Problems to work on:
[a] In the post about life in dog hair, what has the writer resisted for most of their life?
[b] Print, word for word, the part of the dog hair post from "Tag: German Shepherds" to "resist what is.".

Text section:
Tag: German Shepherds
My Life In Dog Hair
So this is it. My life. Covered in dog hair. I have been doing a lot of work lately to learn how to accept myself and my life as it. Embrace it all rather than the fervent resistance that I often find myself putting in acceptances place. For most of my life I think I have resisted the things that I have no control over and accepted the things that I can control. It is a backwards kind of logic that has gotten me nowhere but stuck deep in the most negative parts of my own mind. But I am happy to announce that I am finding my way out of these synaptic penetralias. I am beginning to see the light that is way out there in the distance. The light gets closer with every step and breath that I take but then there is always a new challenge that seems to threaten falling back into old habits. I begin again to resist what is.

Supplied records:
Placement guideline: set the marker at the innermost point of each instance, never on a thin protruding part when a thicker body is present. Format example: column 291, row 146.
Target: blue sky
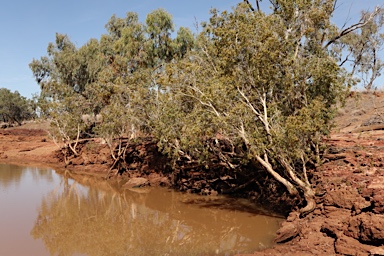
column 26, row 27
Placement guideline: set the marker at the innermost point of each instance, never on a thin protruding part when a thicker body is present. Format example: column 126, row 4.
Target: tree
column 14, row 108
column 114, row 77
column 265, row 84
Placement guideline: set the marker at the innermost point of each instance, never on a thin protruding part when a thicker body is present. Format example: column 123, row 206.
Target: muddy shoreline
column 348, row 219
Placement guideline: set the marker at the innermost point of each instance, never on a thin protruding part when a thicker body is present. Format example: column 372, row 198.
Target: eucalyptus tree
column 263, row 83
column 14, row 108
column 114, row 77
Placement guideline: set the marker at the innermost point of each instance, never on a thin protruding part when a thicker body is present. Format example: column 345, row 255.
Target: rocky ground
column 348, row 220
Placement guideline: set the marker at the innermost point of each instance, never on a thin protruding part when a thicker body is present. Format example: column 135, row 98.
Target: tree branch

Answers in order:
[a] The things the writer has no control over.

[b]
Tag: German Shepherds
My Life In Dog Hair
So this is it. My life. Covered in dog hair. I have been doing a lot of work lately to learn how to accept myself and my life as it. Embrace it all rather than the fervent resistance that I often find myself putting in acceptances place. For most of my life I think I have resisted the things that I have no control over and accepted the things that I can control. It is a backwards kind of logic that has gotten me nowhere but stuck deep in the most negative parts of my own mind. But I am happy to announce that I am finding my way out of these synaptic penetralias. I am beginning to see the light that is way out there in the distance. The light gets closer with every step and breath that I take but then there is always a new challenge that seems to threaten falling back into old habits. I begin again to resist what is.